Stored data

** START **

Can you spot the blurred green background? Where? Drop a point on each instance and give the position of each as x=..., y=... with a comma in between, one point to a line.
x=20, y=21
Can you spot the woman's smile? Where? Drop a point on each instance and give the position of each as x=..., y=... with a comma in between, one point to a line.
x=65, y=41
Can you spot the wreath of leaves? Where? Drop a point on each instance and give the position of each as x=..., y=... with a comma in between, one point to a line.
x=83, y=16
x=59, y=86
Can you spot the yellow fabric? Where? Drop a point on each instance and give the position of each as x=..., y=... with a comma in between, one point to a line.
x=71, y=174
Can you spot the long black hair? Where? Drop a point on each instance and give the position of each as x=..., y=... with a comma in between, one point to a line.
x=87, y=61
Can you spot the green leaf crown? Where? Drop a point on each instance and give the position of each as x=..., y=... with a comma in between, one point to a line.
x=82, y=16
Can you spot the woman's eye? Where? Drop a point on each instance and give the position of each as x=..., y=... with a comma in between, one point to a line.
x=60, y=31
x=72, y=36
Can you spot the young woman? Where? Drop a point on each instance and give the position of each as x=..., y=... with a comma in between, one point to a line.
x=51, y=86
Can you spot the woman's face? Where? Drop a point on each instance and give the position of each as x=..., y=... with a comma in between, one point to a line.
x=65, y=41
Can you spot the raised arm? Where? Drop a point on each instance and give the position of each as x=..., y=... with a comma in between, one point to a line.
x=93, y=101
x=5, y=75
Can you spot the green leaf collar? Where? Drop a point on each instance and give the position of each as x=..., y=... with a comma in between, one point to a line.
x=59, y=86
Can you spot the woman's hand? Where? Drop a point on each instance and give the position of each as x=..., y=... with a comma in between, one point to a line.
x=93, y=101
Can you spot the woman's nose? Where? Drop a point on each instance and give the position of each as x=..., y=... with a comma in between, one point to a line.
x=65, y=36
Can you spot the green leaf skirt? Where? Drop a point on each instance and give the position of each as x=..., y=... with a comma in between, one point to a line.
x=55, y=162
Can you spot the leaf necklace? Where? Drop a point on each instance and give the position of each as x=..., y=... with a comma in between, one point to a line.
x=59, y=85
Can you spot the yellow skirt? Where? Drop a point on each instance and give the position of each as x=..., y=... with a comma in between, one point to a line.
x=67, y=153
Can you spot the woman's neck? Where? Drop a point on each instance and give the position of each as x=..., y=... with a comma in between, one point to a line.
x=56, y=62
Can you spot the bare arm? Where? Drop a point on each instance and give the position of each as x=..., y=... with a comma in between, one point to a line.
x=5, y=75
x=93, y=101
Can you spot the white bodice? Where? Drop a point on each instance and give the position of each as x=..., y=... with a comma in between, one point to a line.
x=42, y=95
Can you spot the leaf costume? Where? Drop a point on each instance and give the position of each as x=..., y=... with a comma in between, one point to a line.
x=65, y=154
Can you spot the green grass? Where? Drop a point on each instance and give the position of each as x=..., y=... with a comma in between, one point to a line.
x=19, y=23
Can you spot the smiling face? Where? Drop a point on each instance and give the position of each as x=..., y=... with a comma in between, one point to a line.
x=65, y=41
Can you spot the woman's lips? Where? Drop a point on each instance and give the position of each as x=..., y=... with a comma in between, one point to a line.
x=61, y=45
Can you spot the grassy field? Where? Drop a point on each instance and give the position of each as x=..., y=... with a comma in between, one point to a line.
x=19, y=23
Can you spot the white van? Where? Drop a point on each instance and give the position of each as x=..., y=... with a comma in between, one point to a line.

** END **

Please quote the items above, word for word, from the line containing "Can you spot the leaf costume?" down to the end of the items.

Can you spot the leaf costume? Where? Drop a point on each instance and give the position of each as x=..., y=... with a comma in between, one point to a line.
x=65, y=154
Can you spot the green grass? Where? Drop a point on each instance and give the position of each as x=..., y=... with a comma in between, one point to a line.
x=19, y=23
Can you spot the smiling face? Where? Drop a point on each instance and give the position of each as x=..., y=... with a comma in between, one point to a line.
x=65, y=41
Can you spot the woman's lips? Where? Drop a point on each instance and give the position of each as x=..., y=... with a comma in between, one point to a line.
x=61, y=45
Can you spot the grassy field? Where? Drop a point on each instance and give the position of each as x=..., y=... with a comma in between, one point to a line.
x=19, y=23
Can you spot the white van? Where? Drop a point on each instance and give the position of each as x=..., y=... with a comma in between, one point to a line.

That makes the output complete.